WHAT TO WORK ON: Please return the data below line for line, with no changes.

___

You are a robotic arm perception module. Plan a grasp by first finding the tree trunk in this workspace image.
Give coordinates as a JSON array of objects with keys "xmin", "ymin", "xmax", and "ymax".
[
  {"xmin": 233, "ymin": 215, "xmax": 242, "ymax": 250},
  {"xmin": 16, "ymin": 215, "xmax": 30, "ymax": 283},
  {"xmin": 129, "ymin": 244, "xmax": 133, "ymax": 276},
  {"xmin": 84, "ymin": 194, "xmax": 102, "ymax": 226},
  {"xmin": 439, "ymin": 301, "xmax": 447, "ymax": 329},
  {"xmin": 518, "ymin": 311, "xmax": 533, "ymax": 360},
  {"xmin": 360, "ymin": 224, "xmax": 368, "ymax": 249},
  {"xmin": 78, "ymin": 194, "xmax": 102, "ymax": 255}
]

___

TASK RESULT:
You are a robotic arm perception module. Plan a grasp by first finding the tree trunk in this workspace image.
Give coordinates as a JSON array of objects with keys "xmin", "ymin", "xmax", and "ymax".
[
  {"xmin": 233, "ymin": 215, "xmax": 242, "ymax": 250},
  {"xmin": 16, "ymin": 215, "xmax": 30, "ymax": 283},
  {"xmin": 129, "ymin": 244, "xmax": 133, "ymax": 276},
  {"xmin": 84, "ymin": 194, "xmax": 102, "ymax": 226},
  {"xmin": 439, "ymin": 301, "xmax": 447, "ymax": 329},
  {"xmin": 518, "ymin": 311, "xmax": 533, "ymax": 360},
  {"xmin": 360, "ymin": 224, "xmax": 368, "ymax": 249},
  {"xmin": 78, "ymin": 194, "xmax": 102, "ymax": 255}
]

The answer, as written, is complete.